> _OBJECTIVE_
Return, copied in full, each of the lines below that contains the string "instance".

[Collected data entries]
<<<<

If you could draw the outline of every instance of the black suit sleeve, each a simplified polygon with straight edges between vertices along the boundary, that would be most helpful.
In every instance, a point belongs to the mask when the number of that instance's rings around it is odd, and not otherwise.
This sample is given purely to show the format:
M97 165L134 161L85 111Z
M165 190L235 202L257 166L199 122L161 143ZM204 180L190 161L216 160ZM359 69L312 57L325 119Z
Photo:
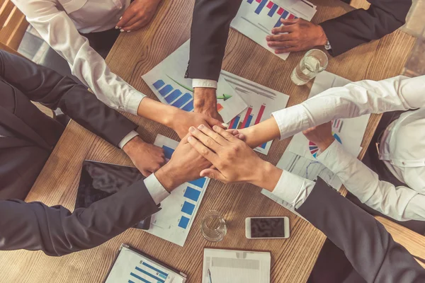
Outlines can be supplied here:
M344 252L366 282L425 282L425 270L384 226L322 179L298 212Z
M158 211L143 180L73 213L41 202L0 200L0 250L63 255L101 245Z
M392 33L406 21L412 0L368 0L370 7L354 10L320 23L337 56Z
M98 100L83 85L2 50L0 76L30 100L51 109L60 108L77 123L115 146L137 127L123 115Z
M196 0L188 76L218 81L230 22L242 0Z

>>>>

> _THE COMPLETED TASK_
If you could draw the outline of every instance of the black suit sleeve, each a simplified polygon with straight edges between vertices along the boundary, that would be most helpful.
In every instance, a point belongs to the mask when the number of that instance's rings around it is odd, and not otherwise.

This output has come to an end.